Mas, pra todo gênio há seu lado sombrio... E, o dele era muito sombrio. Por conta de uma educação careta e religiosa, Miles era machista e abusivo. Sua primeira mulher, Frances Taylor, apanhou mais de uma vez devido a ciúmes infundados de Miles. Ele não admitia a carreira da mulher. Frances era uma extraordinária bailarina e muito cobiçada por homens na época. Ele chegou a tirá-la de West Side Story. Frances estava escalada e começaria os ensaios. Miles não permitiu e obrigou-a a sair do show. A atriz segurou as pontas até não dar mais. Bette Davis foi outra mulher que envolveu-se com o músico. Ela mostrou a Miles os novos caminhos da música. Na década de sessenta (final) o jazz estava em baixa e Bette apontou os caminhos pra ele. Mexeu em seu figurino, apresentou músicos de rock em ascensão e fez a cabeça no som dele. Miles mudaria pra sempre o seu som. O que fez com que alguns músicos mais puristas reclamassem. E até separassem-se. Contudo, ele seguiu em frente. Entretanto, fracassou em mais uma relação. 
Concomitante, outros demônios insistiam em conviver com o trompetista: drogas. Miles ficava constantemente chapado de cocaína e heroína. E, isso aumentava sua paranoia em relação aos outros. Reclamava e dava esporros em parceiros, mulheres e empresários. Ninguém era de confiança para ele. Ou seja: era um ciclo. Drogas, paranoia, brigas, dores físicas, drogas de novo, paranoia maior, brigas, etc... Até ele cair. E ele caiu feio. Ficou sem tocar muito tempo. Perdeu embocadura, ritmo, dinheiro e tudo mais.

Vale destacar que Miles não foi um virtuoso musical. Haviam gênios no jazz que eram verdadeiros "Mozarts" do improviso. Só que poucos eram COOLS como Miles. Ele tocava de forma singular... Melancolia na medida certa, dramático sem ser piegas, visceral como poucos. Virou quase um pop star. Começou a andar com John Lennon, Hendrix, Sly Stone, Clapton. O físico do músico era algo marcante. Quando não estava tocando ele estava boxeando. Miles praticava boxe nas horas vagas. Queria deixar o corpo em movimento. E achava que o boxe tinha a mesma "vibe" do jazz. Ritmo e improviso.

Tarefa 1>
Quantas linhas da listagem contêm a palavra "silhouetted"? Conte diferenciando maiúsculas de minúsculas e responda só com o número.

Material>

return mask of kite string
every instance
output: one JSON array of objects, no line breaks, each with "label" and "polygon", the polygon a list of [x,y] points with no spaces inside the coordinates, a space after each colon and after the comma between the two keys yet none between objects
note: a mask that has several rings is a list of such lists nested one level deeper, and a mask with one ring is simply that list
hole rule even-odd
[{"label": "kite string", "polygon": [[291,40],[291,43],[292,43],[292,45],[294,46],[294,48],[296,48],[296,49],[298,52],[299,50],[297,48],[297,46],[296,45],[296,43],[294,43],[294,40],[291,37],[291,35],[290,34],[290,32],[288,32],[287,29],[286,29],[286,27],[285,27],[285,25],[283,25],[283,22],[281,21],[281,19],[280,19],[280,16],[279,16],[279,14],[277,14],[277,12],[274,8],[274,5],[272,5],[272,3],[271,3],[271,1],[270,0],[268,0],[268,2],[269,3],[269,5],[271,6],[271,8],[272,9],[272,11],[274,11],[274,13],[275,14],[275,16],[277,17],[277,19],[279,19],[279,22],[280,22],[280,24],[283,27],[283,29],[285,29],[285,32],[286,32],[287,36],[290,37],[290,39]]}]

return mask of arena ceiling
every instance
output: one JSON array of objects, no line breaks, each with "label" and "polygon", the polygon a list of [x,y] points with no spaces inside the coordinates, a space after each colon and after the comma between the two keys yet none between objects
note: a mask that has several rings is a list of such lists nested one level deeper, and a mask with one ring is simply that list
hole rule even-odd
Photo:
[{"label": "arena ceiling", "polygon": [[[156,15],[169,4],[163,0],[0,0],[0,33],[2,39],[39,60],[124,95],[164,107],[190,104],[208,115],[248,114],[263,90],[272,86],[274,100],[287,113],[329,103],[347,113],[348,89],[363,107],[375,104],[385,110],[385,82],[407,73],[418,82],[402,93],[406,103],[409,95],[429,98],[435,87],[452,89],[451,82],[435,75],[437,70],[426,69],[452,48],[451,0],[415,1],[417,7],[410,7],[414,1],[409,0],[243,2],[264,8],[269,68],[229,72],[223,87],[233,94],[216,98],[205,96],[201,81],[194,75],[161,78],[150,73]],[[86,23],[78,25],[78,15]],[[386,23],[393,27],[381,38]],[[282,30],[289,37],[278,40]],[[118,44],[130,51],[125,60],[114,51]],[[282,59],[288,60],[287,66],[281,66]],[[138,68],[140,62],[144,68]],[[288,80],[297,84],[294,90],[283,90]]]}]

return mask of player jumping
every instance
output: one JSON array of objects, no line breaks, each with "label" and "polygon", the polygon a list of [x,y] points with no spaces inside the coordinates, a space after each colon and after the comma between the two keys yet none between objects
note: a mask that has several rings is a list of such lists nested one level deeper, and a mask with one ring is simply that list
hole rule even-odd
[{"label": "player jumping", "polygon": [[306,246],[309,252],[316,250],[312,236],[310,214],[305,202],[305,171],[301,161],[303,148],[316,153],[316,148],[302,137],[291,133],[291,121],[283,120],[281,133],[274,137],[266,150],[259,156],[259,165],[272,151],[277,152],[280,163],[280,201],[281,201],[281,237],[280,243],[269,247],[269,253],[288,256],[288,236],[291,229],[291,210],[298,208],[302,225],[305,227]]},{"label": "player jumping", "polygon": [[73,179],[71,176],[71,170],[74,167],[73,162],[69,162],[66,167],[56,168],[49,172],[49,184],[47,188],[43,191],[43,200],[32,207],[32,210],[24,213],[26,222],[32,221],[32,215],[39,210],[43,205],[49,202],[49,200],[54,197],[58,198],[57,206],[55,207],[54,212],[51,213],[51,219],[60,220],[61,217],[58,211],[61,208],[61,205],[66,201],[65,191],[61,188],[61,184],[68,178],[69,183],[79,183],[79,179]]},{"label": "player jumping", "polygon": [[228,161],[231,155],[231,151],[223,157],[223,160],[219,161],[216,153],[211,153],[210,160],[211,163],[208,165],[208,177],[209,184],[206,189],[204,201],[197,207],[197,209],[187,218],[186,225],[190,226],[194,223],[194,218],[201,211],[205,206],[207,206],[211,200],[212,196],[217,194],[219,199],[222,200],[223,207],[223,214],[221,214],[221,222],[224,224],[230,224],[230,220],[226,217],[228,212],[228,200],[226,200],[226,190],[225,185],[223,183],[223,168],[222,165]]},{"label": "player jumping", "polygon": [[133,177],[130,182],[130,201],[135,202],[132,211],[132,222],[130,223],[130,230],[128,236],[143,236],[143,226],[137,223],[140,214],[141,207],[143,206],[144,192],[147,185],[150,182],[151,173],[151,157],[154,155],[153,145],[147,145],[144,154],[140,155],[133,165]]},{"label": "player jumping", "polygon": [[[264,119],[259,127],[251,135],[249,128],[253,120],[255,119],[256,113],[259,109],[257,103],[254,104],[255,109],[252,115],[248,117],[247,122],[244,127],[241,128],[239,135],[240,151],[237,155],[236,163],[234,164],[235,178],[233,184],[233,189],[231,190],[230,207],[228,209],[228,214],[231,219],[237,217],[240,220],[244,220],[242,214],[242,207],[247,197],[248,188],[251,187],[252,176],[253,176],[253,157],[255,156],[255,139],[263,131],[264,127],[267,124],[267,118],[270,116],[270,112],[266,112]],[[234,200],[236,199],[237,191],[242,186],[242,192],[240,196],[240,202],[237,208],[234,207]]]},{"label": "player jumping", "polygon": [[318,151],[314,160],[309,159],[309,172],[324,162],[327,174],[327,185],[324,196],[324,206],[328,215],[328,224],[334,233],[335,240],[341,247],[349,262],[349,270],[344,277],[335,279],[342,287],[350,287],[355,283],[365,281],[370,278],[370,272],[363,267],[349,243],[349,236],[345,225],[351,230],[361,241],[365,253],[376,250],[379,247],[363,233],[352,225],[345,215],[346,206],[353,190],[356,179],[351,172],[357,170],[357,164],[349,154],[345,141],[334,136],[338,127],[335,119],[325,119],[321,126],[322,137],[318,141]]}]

...

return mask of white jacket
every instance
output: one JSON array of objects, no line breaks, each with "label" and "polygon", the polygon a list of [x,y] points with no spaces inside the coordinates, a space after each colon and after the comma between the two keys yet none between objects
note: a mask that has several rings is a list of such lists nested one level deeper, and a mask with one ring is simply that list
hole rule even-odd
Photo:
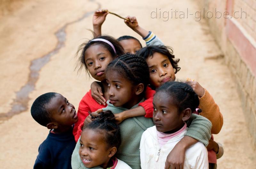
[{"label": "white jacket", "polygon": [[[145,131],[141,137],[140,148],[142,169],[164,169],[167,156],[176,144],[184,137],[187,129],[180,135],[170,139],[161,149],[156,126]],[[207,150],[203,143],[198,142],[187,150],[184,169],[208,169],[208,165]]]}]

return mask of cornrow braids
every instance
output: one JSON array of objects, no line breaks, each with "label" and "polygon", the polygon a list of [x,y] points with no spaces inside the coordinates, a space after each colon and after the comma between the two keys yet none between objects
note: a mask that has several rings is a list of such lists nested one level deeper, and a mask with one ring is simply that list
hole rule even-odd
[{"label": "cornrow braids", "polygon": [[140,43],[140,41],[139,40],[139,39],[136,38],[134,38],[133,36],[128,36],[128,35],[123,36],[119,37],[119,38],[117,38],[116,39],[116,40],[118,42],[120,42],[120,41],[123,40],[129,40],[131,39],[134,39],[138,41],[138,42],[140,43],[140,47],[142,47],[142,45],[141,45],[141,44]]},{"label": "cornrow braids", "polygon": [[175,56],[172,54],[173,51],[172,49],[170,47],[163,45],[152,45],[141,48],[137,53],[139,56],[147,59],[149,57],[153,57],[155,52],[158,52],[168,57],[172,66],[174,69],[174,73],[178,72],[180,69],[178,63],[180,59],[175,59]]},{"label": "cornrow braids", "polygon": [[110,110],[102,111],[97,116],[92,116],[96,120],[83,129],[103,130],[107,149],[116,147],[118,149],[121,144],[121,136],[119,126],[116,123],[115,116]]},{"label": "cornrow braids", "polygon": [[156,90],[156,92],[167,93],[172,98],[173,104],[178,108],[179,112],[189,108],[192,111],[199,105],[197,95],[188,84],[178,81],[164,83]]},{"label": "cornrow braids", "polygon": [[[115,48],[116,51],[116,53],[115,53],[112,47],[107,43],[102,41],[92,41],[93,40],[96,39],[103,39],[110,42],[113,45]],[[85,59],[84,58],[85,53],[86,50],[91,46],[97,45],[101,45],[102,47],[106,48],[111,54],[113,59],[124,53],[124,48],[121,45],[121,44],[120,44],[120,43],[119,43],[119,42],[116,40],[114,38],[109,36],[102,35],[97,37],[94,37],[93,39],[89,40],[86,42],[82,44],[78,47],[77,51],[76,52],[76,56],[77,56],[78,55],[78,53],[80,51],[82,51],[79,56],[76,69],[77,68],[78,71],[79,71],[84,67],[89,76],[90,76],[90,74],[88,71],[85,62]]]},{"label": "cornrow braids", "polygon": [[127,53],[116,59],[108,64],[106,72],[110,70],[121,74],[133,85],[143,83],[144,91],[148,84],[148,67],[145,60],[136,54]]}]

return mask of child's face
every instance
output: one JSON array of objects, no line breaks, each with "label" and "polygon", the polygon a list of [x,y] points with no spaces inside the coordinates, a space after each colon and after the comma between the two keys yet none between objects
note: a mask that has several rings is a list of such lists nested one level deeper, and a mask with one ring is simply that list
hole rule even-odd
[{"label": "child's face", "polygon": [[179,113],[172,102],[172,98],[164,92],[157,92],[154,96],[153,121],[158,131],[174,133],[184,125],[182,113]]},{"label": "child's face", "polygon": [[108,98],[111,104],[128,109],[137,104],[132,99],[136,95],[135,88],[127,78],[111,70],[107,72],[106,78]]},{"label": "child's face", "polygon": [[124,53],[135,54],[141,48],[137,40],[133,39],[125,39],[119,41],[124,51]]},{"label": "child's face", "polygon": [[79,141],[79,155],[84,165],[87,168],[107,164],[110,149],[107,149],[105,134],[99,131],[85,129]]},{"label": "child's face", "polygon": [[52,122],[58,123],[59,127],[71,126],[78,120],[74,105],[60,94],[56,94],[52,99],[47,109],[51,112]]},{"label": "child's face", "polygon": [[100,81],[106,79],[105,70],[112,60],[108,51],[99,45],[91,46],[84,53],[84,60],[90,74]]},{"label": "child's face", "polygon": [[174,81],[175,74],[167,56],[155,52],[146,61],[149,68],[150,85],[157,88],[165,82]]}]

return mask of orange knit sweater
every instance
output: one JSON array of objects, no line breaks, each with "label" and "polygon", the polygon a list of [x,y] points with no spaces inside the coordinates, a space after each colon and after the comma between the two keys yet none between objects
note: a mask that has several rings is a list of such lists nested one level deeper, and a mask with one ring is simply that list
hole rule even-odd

...

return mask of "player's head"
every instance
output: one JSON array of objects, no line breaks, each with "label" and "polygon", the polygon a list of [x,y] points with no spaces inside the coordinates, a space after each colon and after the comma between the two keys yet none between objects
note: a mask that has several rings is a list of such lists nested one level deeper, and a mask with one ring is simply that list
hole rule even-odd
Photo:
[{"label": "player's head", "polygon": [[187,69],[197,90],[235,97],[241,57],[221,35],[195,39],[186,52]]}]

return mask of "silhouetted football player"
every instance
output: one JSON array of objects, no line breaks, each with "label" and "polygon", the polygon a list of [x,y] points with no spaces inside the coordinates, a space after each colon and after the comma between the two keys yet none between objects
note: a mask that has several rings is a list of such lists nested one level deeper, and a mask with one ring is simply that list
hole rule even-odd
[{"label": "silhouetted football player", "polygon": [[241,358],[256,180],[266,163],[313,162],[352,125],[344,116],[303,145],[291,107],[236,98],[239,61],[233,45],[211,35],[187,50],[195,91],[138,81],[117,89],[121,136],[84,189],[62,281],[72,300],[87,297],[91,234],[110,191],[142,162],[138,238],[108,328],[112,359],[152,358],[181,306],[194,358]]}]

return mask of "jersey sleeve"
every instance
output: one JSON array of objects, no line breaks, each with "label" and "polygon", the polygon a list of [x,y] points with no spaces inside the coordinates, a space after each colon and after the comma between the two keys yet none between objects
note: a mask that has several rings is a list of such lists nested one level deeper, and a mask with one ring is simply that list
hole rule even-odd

Tarefa 2>
Redigite o trecho do artigo sobre Miles que vai de "Concomitante, outros demônios" até "e tudo mais.", inclusive.

Resposta completa 1>
2

Resposta completa 2>
Concomitante, outros demônios insistiam em conviver com o trompetista: drogas. Miles ficava constantemente chapado de cocaína e heroína. E, isso aumentava sua paranoia em relação aos outros. Reclamava e dava esporros em parceiros, mulheres e empresários. Ninguém era de confiança para ele. Ou seja: era um ciclo. Drogas, paranoia, brigas, dores físicas, drogas de novo, paranoia maior, brigas, etc... Até ele cair. E ele caiu feio. Ficou sem tocar muito tempo. Perdeu embocadura, ritmo, dinheiro e tudo mais.